* [Exercise directions]: Without changing a single word, write out every entry.

##### Information supplied

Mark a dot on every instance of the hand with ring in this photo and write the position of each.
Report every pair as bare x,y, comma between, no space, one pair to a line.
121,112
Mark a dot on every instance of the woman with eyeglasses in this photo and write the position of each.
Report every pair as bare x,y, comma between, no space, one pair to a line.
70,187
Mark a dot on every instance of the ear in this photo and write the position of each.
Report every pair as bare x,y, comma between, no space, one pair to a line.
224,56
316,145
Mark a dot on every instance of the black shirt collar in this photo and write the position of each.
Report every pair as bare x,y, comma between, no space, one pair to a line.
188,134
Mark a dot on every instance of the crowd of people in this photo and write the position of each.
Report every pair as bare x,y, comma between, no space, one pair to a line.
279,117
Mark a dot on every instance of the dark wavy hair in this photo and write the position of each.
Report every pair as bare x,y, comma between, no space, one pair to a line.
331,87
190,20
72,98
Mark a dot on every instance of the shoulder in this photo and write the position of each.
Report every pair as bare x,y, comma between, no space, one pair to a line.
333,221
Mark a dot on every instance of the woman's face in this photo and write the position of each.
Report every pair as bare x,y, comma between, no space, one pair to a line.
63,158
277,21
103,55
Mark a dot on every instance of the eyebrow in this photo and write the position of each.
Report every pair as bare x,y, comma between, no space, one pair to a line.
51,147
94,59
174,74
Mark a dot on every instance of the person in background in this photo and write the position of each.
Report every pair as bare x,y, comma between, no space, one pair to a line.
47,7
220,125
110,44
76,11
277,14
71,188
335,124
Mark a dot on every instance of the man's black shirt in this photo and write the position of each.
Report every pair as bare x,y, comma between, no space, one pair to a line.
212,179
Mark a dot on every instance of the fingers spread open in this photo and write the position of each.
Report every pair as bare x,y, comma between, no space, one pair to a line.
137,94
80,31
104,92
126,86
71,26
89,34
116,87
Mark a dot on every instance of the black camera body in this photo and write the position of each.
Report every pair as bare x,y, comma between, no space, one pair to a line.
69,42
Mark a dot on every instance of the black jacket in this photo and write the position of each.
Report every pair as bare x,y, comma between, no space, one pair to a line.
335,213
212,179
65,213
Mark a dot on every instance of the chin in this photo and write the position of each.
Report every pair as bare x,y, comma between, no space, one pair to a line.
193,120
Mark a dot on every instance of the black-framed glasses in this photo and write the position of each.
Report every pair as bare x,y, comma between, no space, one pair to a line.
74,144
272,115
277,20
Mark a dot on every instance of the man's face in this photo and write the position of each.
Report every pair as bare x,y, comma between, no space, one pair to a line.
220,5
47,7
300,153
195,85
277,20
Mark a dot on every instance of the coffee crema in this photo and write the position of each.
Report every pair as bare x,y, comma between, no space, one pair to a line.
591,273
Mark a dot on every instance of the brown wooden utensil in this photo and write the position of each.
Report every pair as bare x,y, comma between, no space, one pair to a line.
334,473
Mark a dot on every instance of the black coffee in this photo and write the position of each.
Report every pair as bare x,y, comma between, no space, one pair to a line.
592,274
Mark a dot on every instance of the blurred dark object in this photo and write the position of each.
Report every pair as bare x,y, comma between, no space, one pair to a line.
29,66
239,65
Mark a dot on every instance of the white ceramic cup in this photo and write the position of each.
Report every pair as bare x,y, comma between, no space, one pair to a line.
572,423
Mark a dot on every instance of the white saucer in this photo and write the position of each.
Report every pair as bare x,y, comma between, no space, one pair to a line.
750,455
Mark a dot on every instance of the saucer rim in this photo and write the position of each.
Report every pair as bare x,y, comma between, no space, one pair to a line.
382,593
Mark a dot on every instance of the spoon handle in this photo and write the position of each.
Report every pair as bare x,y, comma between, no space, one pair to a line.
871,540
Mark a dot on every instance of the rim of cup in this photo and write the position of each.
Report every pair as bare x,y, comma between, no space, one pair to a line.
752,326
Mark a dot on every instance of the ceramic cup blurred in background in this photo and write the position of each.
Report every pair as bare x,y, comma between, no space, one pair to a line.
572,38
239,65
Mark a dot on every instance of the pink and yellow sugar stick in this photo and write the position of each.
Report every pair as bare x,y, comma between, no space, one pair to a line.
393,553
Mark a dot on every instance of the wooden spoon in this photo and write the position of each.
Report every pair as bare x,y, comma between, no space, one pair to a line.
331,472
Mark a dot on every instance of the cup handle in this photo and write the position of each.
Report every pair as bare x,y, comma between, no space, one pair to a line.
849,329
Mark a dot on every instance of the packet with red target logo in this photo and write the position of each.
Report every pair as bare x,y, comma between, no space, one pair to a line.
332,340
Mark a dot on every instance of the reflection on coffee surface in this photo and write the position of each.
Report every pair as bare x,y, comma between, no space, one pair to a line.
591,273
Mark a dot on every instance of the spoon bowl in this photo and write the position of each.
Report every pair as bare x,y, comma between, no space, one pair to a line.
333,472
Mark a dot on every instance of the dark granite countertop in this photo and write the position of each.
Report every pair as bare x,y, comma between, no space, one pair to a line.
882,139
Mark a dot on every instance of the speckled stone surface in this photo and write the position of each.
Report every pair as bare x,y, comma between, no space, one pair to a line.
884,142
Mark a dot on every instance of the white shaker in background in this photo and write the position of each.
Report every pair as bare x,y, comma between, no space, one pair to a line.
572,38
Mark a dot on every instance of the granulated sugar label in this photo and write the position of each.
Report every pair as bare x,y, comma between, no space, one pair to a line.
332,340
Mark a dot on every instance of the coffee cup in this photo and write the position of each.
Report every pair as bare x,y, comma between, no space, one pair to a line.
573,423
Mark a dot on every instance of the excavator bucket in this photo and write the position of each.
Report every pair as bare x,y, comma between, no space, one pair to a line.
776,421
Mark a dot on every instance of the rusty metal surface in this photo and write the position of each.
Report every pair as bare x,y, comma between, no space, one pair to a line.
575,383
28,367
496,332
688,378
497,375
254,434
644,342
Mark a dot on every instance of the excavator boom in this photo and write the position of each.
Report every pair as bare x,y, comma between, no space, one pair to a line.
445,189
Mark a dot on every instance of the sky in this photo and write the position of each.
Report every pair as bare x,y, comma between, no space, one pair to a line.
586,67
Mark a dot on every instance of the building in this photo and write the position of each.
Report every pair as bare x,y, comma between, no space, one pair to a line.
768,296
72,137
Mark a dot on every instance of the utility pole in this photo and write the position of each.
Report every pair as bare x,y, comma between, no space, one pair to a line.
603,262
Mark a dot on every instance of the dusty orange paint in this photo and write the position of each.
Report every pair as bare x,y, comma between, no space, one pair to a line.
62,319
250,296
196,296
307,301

##########

* [Written solution]:
Mark a dot on every instance of the hand with ring in this photo and write the position of each.
Report every pair as bare x,y, comma between, no space, one pair to a line.
121,112
Mark a dot on every instance of the woman with eyeglasses in this photo and write the position of each.
Report every pair as bare x,y, comma between, no space, one pair to a line.
70,187
Mark a dot on every instance of the ear in this photo and write the position of each.
Report every pair as bare x,y, comma between, no space, one pair to a line.
224,56
316,145
Mark a dot on every instance of the black shirt collar in this photo and write the position of each.
Report every pair as bare x,y, comma between, no space, one pair to a line.
188,134
Mark a dot on every instance of the crowd of people in this photo and write the position of each.
Report every pair as bare x,y, comma between, no space, one pair to a line.
279,117
Mark a dot on every instance of the dark wavy hair in this photo and write the position of each.
Report every pair as bare x,y, comma between, no space, one pair to a line.
331,87
190,20
72,98
Mark a dot on every instance of the shoulder in this photo and write the position of each.
Report every pair as bare x,y, comma between, no space, one pair to a line.
333,221
Mark a dot on every instance of the woman's face in this photo and write the position of each.
Report every pair as bare x,y, comma between, no space, one pair to a line.
63,158
277,21
103,55
Mark a dot on every instance of the eyebrow in this photo and write the position of each.
Report every pair as bare x,y, comma between, no space, one pair to a line.
51,147
94,59
174,74
Mark a dot on every instance of the person in background in this photo and write the position of each.
Report every pair as bare x,y, comma between, no space, one pair to a line.
47,7
220,125
110,44
76,11
277,14
71,188
335,124
Mark a dot on every instance of the man's black shirt in this photo and write the position of each.
Report every pair as bare x,y, comma between, no space, one pair to a line.
212,179
Mark a dot on every instance of the fingers spread open in this photo and write the position of each.
Report every pair as bare x,y, comma between, no space, one pair to a line.
137,94
80,31
104,92
126,86
71,26
89,34
116,87
Mark a dot on every instance of the black camera body in this photo and write the position of each.
Report every pair as bare x,y, comma between, no space, one pair to a line.
69,42
Mark a dot on every instance of the black jacket in this photo and write the position of each.
Report every pair as bare x,y, comma between, no space, one pair to a line.
335,213
212,179
65,213
Mark a dot on every instance of the chin in this photo and write the position of each.
Report every pair as bare x,y, comma between, no space, one pair to a line.
193,120
Mark a dot on every instance of the black-framed glasses in this photo and write the position of each.
Report every pair as bare x,y, comma between, no space, one pair to a line.
74,144
272,115
277,20
Mark a dot on every instance of the man's face in this photo and write the position of each.
Report every pair as bare x,y, comma between, no space, one pair to a line.
220,5
47,7
300,153
195,85
277,20
Mark a dot on every instance of the coffee crema in this photo and write the position of each.
Report every pair as bare x,y, comma between, no space, one pair to a line.
591,273
Mark a dot on every instance of the brown wooden utensil in this photo and write the position of each.
Report every pair as bare x,y, comma between, no space, one pair to a line.
334,473
Mark a dot on every instance of the black coffee in this photo and write the position of each.
Report every pair as bare x,y, comma between, no space, one pair to a line.
592,274
Mark a dot on every instance of the blurred dark object in this photo and write the position of each.
Report every pair as bare x,y, comma between, no space, one pair to a line.
29,66
239,65
Mark a dot on every instance of the white ceramic cup in this photo and write the position of each.
Report every pair as bare x,y, comma between, no space, one pair to a line.
572,423
Mark a dot on every instance of the white saucer in this photo and write the position of each.
Report every pair as bare x,y, comma between, no space, one pair to a line.
750,455
Mark a dot on every instance of the saucer rim in this photo and write the position of each.
Report every pair as bare x,y, comma between, no space, one pair to a line.
382,593
Mark a dot on every instance of the spoon handle in this photo and write the position of each.
Report every pair as bare x,y, comma between, no space, one pair to a line.
871,540
Mark a dot on every instance of the rim of cup in this photo and write the position of each.
Report every pair as bare x,y, comma between, no space, one pair to a line.
752,326
Mark a dot on every instance of the ceramic cup blurred in background in this photo and write the position of each.
Report every pair as bare x,y, comma between, no space, one pair to a line.
572,38
239,65
Mark a dot on every instance of the pink and yellow sugar stick in this photo and write the position of each.
Report every pair as bare x,y, comma between, no space, one pair to a line.
393,553
Mark a dot on every instance of the wooden spoon in this photo and write the position of each.
Report every pair as bare x,y, comma between, no space, one pair to a line.
331,472
Mark a dot on every instance of the cup handle in this photo and write the position of each.
Report every pair as bare x,y, comma between, no space, one pair to a line.
849,329
Mark a dot on every instance of the packet with red target logo in this photo and write the position of each.
Report every pair as bare x,y, comma between, no space, one pair to a line.
332,340
Mark a dot on every instance of the reflection on coffee surface in this photo and write the position of each.
Report every pair as bare x,y, comma between, no space, one pair to a line.
591,273
Mark a dot on every instance of the spoon bowl in this photo and write the position of each.
Report every pair as bare x,y, comma between, no space, one pair to a line.
333,472
Mark a dot on every instance of the dark granite countertop in this photo and write the position of each.
Report every pair as bare x,y, comma between, no space, one pair to a line.
882,139
Mark a dot on every instance of the speckled stone surface in this photo and write the position of each.
Report every pair as bare x,y, comma between, no space, one pair to a line.
884,142
Mark a dot on every instance of the white shaker in background in this photo and write the position of each.
Report every pair as bare x,y, comma between, no space, one pair to a line.
572,38
Mark a dot on every instance of the granulated sugar label in this photo and write the position of each.
Report every pair as bare x,y, comma between, no space, one pair to a line.
332,340
Mark a dot on every instance of the coffee cup in this photo and write the position of each.
Report every pair as bare x,y, comma between, no space, one pair to a line.
573,423
Mark a dot on every instance of the excavator bucket in this photo and write the position of each.
Report every pair as bare x,y, comma between, no space, one pair to a line.
776,421
Mark a dot on every instance of the rusty metal surface in this photo and write the position of each.
Report every pair as bare x,y, comma between, no space, one pair to a line.
575,383
28,367
496,332
688,378
497,375
254,434
644,342
Mark a dot on every instance of the excavator boom in this photo and write the position of each.
Report every pair as bare x,y, comma between, no space, one pair to a line.
445,189
Mark a dot on every instance of the sky in this photo and write the position of each.
Report every pair as bare x,y, comma between, no space, one pair to a line.
586,67
Mark a dot on every instance of the building in this photo and write the position of each.
Report every pair as bare x,y, comma between, no space, one pair to a line.
768,296
72,137
Mark a dot on every instance of the utility pole in this photo and write the position of each.
Report every pair as bare x,y, comma between, no space, one pair to a line.
603,262
Mark a dot on every instance of the dusty orange paint in this photo and write the position of each.
Report every pair as bare x,y, comma between, no space, one pair to a line.
62,319
250,296
196,296
307,301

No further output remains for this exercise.